* _WORK ITEM A_: According to the passage on Taiwan's COVID-19 response, how early were Taiwanese officials screening passengers on flights from Wuhan?
* _WORK ITEM B_: Continue the passage on Taiwan's COVID-19 response from its last sentence.

* _GIVEN PASSAGE_:
Since the start of the pandemic, Taiwan has recorded 553 cases of COVID-19 and only seven deaths.
Although it has stopped national transmission, it continues to record new cases in people arriving from abroad.
Taiwan has been cited as a success in responding to the pandemic, particularly given its close trade and tourism ties with China, where the virus first emerged late last year.
Questions remain, however, as to whether the island is truly coronavirus-free. Local media paid particular attention to reports of people who tested positive for COVID-19 after leaving Taiwan.
Authorities said on Wednesday they had received a notice from Japanese and Thai health officials that three people who had recently left the island had tested positive.
Yet Taiwan is still unmistakably a success given the global scale of the pandemic – more than 44 million reported cases and 1.1 million deaths. Its success has been partly attributed to its very early action.
Taiwanese officials were screening passengers on flights from Wuhan, the Chinese city where the pandemic began, as early as Dec.31 for symptoms of fever and pneumonia, according to researchers writing in JAMA, a medical journal.

Records from a dataset:
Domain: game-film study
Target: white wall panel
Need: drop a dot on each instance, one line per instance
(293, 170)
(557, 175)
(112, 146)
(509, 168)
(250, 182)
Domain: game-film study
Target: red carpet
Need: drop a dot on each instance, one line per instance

* _EXPECTED OUTPUT A_: They were screening them as early as Dec. 31.

* _EXPECTED OUTPUT B_:
On January 20, the government officially launched the Outbreak Central Command Center to coordinate the government’s response among different departments and branches.
The government has also effectively communicated on the importance of wearing masks while trying to prevent panic buying and price gouging by rationing them.
The island also quickly tightened its borders, suspending flights from Wuhan on January 23 and barring the entry of Chinese nationals residing in Wuhan.
Taiwan has a strict 14-day quarantine for all arrivals, whether Taiwanese or foreign. Professionals with technical expertise led the response and messaging, such as former Taiwan Vice President Chen Chien-jen, who is a trained epidemiologist.